### Written task
Begin with the line that contains "Point out the rear" and transcribe each line after it, up to and including the last line of the listing below.

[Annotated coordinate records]

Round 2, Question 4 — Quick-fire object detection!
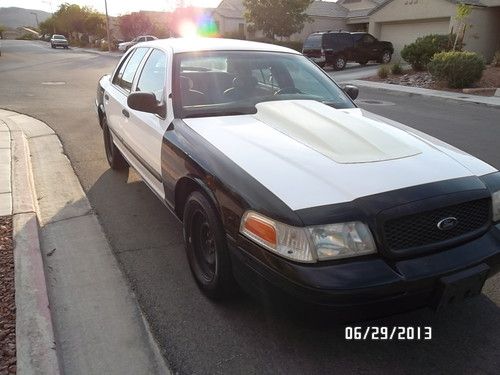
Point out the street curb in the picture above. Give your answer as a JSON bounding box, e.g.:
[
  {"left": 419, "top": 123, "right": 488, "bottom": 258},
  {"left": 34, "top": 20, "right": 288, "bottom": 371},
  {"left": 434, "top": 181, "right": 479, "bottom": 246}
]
[
  {"left": 342, "top": 80, "right": 500, "bottom": 107},
  {"left": 0, "top": 109, "right": 171, "bottom": 375},
  {"left": 69, "top": 47, "right": 124, "bottom": 57},
  {"left": 7, "top": 128, "right": 60, "bottom": 375}
]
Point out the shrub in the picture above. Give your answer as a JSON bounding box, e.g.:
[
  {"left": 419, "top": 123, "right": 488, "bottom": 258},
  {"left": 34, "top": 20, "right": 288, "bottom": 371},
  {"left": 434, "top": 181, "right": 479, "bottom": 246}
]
[
  {"left": 401, "top": 34, "right": 453, "bottom": 70},
  {"left": 429, "top": 51, "right": 486, "bottom": 88},
  {"left": 377, "top": 65, "right": 390, "bottom": 79},
  {"left": 491, "top": 51, "right": 500, "bottom": 66},
  {"left": 391, "top": 61, "right": 403, "bottom": 75}
]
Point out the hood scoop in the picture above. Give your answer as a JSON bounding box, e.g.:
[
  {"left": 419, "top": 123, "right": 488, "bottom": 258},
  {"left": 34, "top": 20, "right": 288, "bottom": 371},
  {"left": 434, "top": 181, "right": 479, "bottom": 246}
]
[{"left": 254, "top": 100, "right": 421, "bottom": 164}]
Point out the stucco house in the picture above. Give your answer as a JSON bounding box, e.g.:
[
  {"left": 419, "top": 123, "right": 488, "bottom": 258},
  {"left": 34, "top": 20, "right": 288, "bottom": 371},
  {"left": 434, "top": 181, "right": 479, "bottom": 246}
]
[
  {"left": 369, "top": 0, "right": 500, "bottom": 62},
  {"left": 212, "top": 0, "right": 349, "bottom": 41},
  {"left": 212, "top": 0, "right": 500, "bottom": 62}
]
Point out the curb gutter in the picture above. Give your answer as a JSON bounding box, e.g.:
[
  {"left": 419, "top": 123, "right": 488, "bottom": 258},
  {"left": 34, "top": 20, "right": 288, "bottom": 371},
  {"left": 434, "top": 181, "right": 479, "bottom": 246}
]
[
  {"left": 342, "top": 80, "right": 500, "bottom": 107},
  {"left": 7, "top": 123, "right": 60, "bottom": 375},
  {"left": 0, "top": 109, "right": 170, "bottom": 375}
]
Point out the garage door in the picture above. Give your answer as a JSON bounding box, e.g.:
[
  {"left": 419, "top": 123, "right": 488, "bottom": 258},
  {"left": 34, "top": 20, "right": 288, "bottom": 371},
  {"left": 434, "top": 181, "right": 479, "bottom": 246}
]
[{"left": 379, "top": 18, "right": 450, "bottom": 57}]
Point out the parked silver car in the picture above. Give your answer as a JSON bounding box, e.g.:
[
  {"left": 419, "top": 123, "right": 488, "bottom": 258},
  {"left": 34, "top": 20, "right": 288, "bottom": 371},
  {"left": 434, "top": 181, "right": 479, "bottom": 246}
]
[{"left": 50, "top": 34, "right": 69, "bottom": 49}]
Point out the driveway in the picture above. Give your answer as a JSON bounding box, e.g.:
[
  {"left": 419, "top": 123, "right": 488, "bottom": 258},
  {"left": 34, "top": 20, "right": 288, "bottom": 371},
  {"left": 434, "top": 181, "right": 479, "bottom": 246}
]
[
  {"left": 325, "top": 63, "right": 380, "bottom": 82},
  {"left": 0, "top": 41, "right": 500, "bottom": 374}
]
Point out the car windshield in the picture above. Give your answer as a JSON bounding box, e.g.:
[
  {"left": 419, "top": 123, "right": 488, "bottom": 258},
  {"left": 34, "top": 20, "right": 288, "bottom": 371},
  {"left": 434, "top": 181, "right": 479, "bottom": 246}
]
[{"left": 174, "top": 51, "right": 355, "bottom": 117}]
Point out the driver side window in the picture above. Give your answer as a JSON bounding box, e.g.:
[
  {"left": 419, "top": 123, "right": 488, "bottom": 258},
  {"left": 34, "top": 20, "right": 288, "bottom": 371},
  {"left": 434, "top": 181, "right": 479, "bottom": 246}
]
[{"left": 136, "top": 49, "right": 167, "bottom": 102}]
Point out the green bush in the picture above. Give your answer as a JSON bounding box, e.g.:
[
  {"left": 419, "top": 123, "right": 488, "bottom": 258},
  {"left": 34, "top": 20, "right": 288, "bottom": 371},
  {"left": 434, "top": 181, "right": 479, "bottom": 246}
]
[
  {"left": 391, "top": 61, "right": 403, "bottom": 75},
  {"left": 401, "top": 34, "right": 453, "bottom": 70},
  {"left": 377, "top": 65, "right": 390, "bottom": 79},
  {"left": 491, "top": 51, "right": 500, "bottom": 66},
  {"left": 428, "top": 51, "right": 486, "bottom": 88}
]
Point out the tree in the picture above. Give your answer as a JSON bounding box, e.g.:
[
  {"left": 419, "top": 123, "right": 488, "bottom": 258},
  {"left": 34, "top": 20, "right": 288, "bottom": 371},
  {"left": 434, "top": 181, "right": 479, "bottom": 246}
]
[
  {"left": 243, "top": 0, "right": 313, "bottom": 39},
  {"left": 120, "top": 12, "right": 154, "bottom": 39},
  {"left": 83, "top": 12, "right": 106, "bottom": 39},
  {"left": 453, "top": 3, "right": 472, "bottom": 51}
]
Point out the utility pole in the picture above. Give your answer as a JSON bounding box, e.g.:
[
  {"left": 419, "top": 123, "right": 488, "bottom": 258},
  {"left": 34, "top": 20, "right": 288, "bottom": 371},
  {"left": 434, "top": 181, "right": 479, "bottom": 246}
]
[{"left": 104, "top": 0, "right": 111, "bottom": 52}]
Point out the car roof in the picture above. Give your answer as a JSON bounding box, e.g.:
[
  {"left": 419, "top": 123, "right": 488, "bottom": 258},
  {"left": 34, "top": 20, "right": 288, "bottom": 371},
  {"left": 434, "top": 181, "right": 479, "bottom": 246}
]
[
  {"left": 310, "top": 30, "right": 368, "bottom": 35},
  {"left": 141, "top": 37, "right": 300, "bottom": 55}
]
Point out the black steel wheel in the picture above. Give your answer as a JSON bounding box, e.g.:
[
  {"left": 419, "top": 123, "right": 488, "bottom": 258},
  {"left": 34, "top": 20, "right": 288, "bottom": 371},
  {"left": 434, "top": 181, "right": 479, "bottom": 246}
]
[
  {"left": 333, "top": 55, "right": 347, "bottom": 70},
  {"left": 102, "top": 117, "right": 128, "bottom": 170},
  {"left": 183, "top": 191, "right": 235, "bottom": 299}
]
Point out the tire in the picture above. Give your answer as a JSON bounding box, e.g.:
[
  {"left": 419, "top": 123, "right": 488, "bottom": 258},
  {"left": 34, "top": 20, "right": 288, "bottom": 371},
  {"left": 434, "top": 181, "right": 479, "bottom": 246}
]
[
  {"left": 102, "top": 117, "right": 128, "bottom": 171},
  {"left": 183, "top": 191, "right": 236, "bottom": 300},
  {"left": 333, "top": 55, "right": 347, "bottom": 70},
  {"left": 378, "top": 51, "right": 392, "bottom": 64}
]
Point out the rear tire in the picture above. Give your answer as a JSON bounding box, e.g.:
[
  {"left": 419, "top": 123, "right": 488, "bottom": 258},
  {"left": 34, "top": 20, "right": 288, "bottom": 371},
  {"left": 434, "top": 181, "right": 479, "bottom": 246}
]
[
  {"left": 183, "top": 191, "right": 236, "bottom": 300},
  {"left": 102, "top": 117, "right": 128, "bottom": 171},
  {"left": 333, "top": 55, "right": 347, "bottom": 70}
]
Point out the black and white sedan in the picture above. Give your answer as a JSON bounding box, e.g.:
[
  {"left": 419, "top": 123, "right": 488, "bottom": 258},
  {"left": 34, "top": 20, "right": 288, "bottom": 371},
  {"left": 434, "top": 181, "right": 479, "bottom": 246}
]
[{"left": 96, "top": 39, "right": 500, "bottom": 320}]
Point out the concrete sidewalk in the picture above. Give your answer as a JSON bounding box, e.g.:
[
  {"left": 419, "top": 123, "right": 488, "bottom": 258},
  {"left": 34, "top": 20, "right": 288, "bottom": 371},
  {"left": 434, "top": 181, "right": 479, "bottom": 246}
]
[
  {"left": 70, "top": 47, "right": 123, "bottom": 58},
  {"left": 343, "top": 80, "right": 500, "bottom": 107},
  {"left": 0, "top": 110, "right": 169, "bottom": 374}
]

### Exercise answer
Point out the rear tire in the picture above. Give your answer as a JSON bounding box, e.g.:
[
  {"left": 419, "top": 123, "right": 488, "bottom": 258},
  {"left": 34, "top": 20, "right": 288, "bottom": 371},
  {"left": 434, "top": 181, "right": 479, "bottom": 246}
]
[
  {"left": 183, "top": 191, "right": 236, "bottom": 300},
  {"left": 102, "top": 117, "right": 128, "bottom": 171},
  {"left": 333, "top": 55, "right": 347, "bottom": 70}
]
Point out the black and white sedan in the picture above. Give your answer as a JSON bounding box, e.g.:
[
  {"left": 419, "top": 123, "right": 488, "bottom": 258},
  {"left": 34, "top": 20, "right": 288, "bottom": 371},
  {"left": 434, "top": 181, "right": 479, "bottom": 246}
]
[{"left": 96, "top": 39, "right": 500, "bottom": 320}]
Point out the concrete sidewalk in the picture above. Give your answer as a JSON bounding box, e.g.:
[
  {"left": 419, "top": 123, "right": 488, "bottom": 258},
  {"left": 34, "top": 20, "right": 288, "bottom": 371},
  {"left": 434, "top": 181, "right": 479, "bottom": 246}
]
[
  {"left": 70, "top": 47, "right": 123, "bottom": 58},
  {"left": 343, "top": 80, "right": 500, "bottom": 107},
  {"left": 0, "top": 110, "right": 169, "bottom": 374}
]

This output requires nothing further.